A theory should always aim to understand the underlying phenomenon, not the given data. Raw data points contain no information at all. Unfortunately, there’s no theory in his book, only a lot of data points. Darwin also had a lot of data on “the origin of species.” Yet, he constructed a theory, no matter how trivial it was, or how maligned it has since become. He’s famous for his theory, not his data points, unless you find South American lizards a truly fascinating topic. Attacking Piketty on the data will lead nowhere because doing so will be regarded as purely negative in intent, and rightly so. His detractors have nothing positive to propose. By its very essence, a negative attack can and will never succeed. This is not a political campaign preying on the fears of the general public. At best, such people will only demonstrate how desperate they are in preventing Piketty’s voice from being heard. Why is that? The main reason, it seems, is that their own arguments are weaker than Piketty’s, not to mention unsupported by any credible data.

It is true that capital (being) and income (becoming) are not the same. On a capital basis alone, Sweden appears very unequal. However, this apparent unfairness in capital-asset ownership is largely compensated by a massive re-distribution via taxes, with the result that the average Swede is living very well indeed and can afford to take 2 months off each year. That’s the socialism I can live with! Of course, the reverse can also happen. Given the total GDP of 19th Century Jamaica and its population, one would think that the streets of Kingston were paved with gold, but reality was otherwise. All that cash was being shipped back to London to repay agricultural and other loans. Only a few people were rich, and they didn’t live in Jamaica. Historians called this “imperialism” because the Romans did it too. For instance, Seneca the Stoic was worth more than 200 million sesterces, which is a lot more than it sounds ladies and gentlemen, when he committed suicide in 65 AD at the request of Nero. He also wrote books on how to control one’s temper (I haven’t read that one) and how to enjoy life. I wonder what he thought of the 99%.

Docteur Piketty would have done us all a much greater service had he shown constructively how to measure net welfare rather than use linear analysis to show what does not need to be shown. On the contrary, what to do about the current situation does need some serious thinking. It’s only when you make use of both fundamental notions of finance, i.e. principal (linear) and interest (non-linear) that you start making progress with this type of analysis and that a useful theory can emerge from the primordial soup. Of course, that would require more than an endless succession of basic charts and tables. Otherwise, it sounds too much like class warfare. As expected, the upper class is fighting back.

His main conclusion is very easy to follow: the rich are getting richer on the backs of the rest of us, and that ain’t cool! Therein lay its basic social appeal. Unfortunately, a more nuanced approach would have been wasted on the average citizen. We would have gotten lost in minutiae very quickly, getting essentially nowhere.

§ **Source data**
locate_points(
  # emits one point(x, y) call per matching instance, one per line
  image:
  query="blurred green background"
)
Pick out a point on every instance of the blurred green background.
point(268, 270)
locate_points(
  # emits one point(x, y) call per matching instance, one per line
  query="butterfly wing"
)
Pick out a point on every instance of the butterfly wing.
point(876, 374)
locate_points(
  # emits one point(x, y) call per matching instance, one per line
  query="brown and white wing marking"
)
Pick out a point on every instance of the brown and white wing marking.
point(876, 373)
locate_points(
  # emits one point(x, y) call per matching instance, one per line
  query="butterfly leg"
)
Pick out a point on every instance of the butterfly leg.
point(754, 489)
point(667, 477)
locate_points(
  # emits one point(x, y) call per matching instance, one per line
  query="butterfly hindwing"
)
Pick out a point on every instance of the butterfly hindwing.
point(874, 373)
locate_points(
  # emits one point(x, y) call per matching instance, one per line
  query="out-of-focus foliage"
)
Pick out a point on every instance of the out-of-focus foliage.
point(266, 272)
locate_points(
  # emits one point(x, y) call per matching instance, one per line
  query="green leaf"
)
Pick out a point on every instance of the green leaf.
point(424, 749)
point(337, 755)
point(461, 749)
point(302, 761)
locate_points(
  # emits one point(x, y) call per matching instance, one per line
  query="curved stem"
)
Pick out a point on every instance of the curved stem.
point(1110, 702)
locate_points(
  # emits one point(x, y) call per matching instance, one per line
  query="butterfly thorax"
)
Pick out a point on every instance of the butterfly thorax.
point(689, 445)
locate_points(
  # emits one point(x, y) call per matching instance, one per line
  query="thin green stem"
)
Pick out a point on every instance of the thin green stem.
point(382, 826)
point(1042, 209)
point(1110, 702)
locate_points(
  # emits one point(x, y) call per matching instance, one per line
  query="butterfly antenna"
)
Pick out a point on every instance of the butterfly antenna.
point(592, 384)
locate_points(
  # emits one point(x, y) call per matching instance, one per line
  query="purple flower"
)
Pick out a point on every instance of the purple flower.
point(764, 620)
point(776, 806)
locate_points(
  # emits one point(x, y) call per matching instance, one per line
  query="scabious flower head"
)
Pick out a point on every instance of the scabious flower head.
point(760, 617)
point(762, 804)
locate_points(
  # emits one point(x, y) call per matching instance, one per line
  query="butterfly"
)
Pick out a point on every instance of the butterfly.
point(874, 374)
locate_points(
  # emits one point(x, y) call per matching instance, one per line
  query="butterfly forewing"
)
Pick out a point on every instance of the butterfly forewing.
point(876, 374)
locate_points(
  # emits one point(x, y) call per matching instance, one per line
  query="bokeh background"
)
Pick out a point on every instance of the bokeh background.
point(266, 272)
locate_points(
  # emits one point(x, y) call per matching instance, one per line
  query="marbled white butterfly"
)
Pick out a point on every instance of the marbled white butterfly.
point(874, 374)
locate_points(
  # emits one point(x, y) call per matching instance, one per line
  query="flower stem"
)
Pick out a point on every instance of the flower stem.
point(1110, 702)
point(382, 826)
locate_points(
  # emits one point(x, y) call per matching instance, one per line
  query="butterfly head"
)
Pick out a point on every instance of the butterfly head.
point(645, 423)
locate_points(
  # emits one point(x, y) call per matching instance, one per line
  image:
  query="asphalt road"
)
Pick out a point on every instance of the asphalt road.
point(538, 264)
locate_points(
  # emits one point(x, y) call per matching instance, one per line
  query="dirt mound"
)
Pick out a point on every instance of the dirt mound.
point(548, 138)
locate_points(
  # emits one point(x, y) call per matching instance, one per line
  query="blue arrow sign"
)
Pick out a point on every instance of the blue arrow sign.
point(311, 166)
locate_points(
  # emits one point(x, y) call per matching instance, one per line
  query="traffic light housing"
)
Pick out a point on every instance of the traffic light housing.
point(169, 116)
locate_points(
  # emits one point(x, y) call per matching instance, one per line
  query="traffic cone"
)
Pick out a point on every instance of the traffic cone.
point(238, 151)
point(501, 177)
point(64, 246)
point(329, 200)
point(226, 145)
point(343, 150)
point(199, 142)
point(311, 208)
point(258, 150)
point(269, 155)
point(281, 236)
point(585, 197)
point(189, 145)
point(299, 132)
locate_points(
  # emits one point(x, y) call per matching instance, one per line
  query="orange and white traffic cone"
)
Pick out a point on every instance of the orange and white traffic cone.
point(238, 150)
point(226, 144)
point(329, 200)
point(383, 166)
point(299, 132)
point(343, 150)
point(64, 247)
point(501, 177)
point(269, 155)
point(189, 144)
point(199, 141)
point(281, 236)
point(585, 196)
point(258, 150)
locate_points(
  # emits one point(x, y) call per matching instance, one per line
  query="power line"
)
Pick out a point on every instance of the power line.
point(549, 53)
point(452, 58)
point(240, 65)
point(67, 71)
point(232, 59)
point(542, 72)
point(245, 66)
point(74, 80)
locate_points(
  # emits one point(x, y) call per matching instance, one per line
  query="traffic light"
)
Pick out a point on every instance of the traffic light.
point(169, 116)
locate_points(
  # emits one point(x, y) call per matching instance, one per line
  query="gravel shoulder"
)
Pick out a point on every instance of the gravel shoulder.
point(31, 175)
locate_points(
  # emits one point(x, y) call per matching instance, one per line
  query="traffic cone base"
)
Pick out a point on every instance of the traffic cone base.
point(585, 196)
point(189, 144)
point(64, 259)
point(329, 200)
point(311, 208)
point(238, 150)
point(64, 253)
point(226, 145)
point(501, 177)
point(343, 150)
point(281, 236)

§ **Task set**
a: Reproduce the part of the Piketty commentary starting with "Docteur Piketty would" and going on through "is fighting back.".
b: In one to three sentences, explain why the Piketty commentary says that attacking Piketty on the data will lead nowhere.
c: Extend the Piketty commentary, picking up after its final sentence.

§ **Responses per task**
a:
Docteur Piketty would have done us all a much greater service had he shown constructively how to measure net welfare rather than use linear analysis to show what does not need to be shown. On the contrary, what to do about the current situation does need some serious thinking. It’s only when you make use of both fundamental notions of finance, i.e. principal (linear) and interest (non-linear) that you start making progress with this type of analysis and that a useful theory can emerge from the primordial soup. Of course, that would require more than an endless succession of basic charts and tables. Otherwise, it sounds too much like class warfare. As expected, the upper class is fighting back.

b: Such an attack will be seen as purely negative in intent, and rightly so, because his detractors have nothing positive to propose. A negative attack, by its very essence, can never succeed.

c:
Using linearity to resolve a non-linear problem is a non-starter, and yet this is the best economics can deliver today. This is usually why people make fun of economics and economists. You don’t need 500+ pages to show that inequality in America is rising, that the middle class is getting squeezed from both ends or that more and more people cannot make ends meet while so-called hedge funds titans “make” a billion a year, which is patently false since no money has ever been made in the secondary market, only transferred. Even “Gordon Gekko the Great” knew better than to say that.

On the other hand, it did take a “study” to demonstrate that mother’s milk is better for babies than cow milk, so I guess Piketty’s contribution is par for the course. The idea of taxing inheritance (capital) is not new, but resolves nothing because inheritance per se is easily avoided. If you don’t believe me, just ask Henry VIII. It’s OK to have a lot of capital if you make it go around, creating more of it along the way, not to mention giving jobs to those who can’t give themselves one. What’s not cool is just sitting on it as too many people are wont to do nowadays. In that case, the powers that be are totally justified in grabbing it to help these lazy capitalists make up their mind. This is what fiscal policy is all about.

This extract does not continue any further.